• _Text_
IN DER DEBATTE UM DIE KILLERSPIELE SCHIESST BAYERN AM THEMA VORBEI: Ein Recht auf Schund
Kurz war die Debatte um die so genannten Killerspiele abgeflaut. Jetzt ist wieder Aktionismus angesagt. Allen voran galoppieren, wieder einmal, die Bayern. Ein schärferes Jugendschutzgesetz, wie es Familienministerin Ursula von der Leyen vorgeschlagen hat, ist ihnen zu lasch. Verbot, Verbot, Verbot, verlangen sie. Und schießen dabei, wieder einmal, völlig am Ziel vorbei.
Sicher, der Amokläufer von Emsdetten hatte sein Attentat vorher am Computer durchgespielt. Doch das Spiel, mit dem er das tat, „Counterstrike“, ist deshalb noch lange nicht schuld an der Tat. Denn einen wissenschaftlichen Nachweis, dass Gewaltspiele auch unmittelbar zu Gewalt führen, gibt es nach wie vor nicht. Hunderttausende von Jugendlichen spielen in Deutschland „Counterstrike“ und andere Ego-Shooter, also Ballerspiele aus der Ich-Perspektive. Wenn alle dieser Spieler tatsächlich zur Waffe greifen würden, dann gäbe es jeden Tag mehrere Emsdettens.
Ein Komplettverbot aller Gewaltspiele, auf das Bayern weiter besteht, macht es sich einfach zu leicht. Und es zeigt, dass manche Politiker sich gar nicht differenziert mit dem komplexen Thema Gewalt und Medien befassen wollen, bei dem es keine einfachen Lösungen geben kann. Für die Hardliner aus dem südlichen Freistaat sind Killerspiele einfach nur „Schund“, wie es ein Sprecher des bayerischen Sozialministeriums formulierte. Also gehören sie verboten. Fertig, aus.

• _Schriftliche Aufgaben_
1. Welche verschiedenen Wörter auf „-spiele“ benutzt der Kommentar zur Killerspiel-Debatte?
2. Führe den Kommentar zur Killerspiel-Debatte im Anschluss an „Fertig, aus.“ fort.
Für das Folgende sind die Daten ohne Belang.

• _Angezeigte Daten_
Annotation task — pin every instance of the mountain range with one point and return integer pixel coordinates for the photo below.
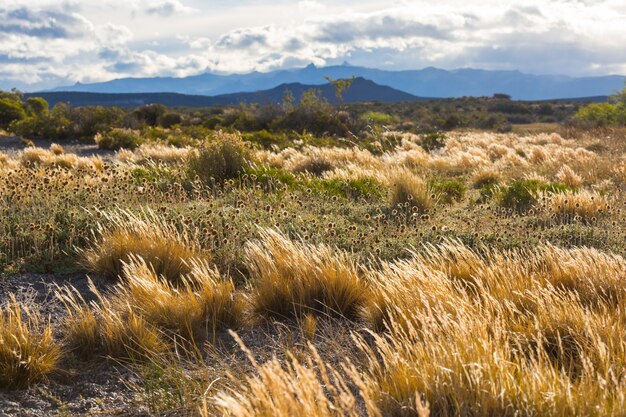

• _Antworten_
1. Killerspiele, Gewaltspiele, Ballerspiele

2.
Dazu passt weiter, dass die Bayern, wenn sie schon einmal dabei sind, auch gleich Horrorfilme und Hardcore-Pornos aus den Videotheken verbannen wollen. Denn auch das ist in ihren Augen nur „Schund“, der selbst in den Regalen der Erwachsenenabteilung nichts mehr zu suchen hat.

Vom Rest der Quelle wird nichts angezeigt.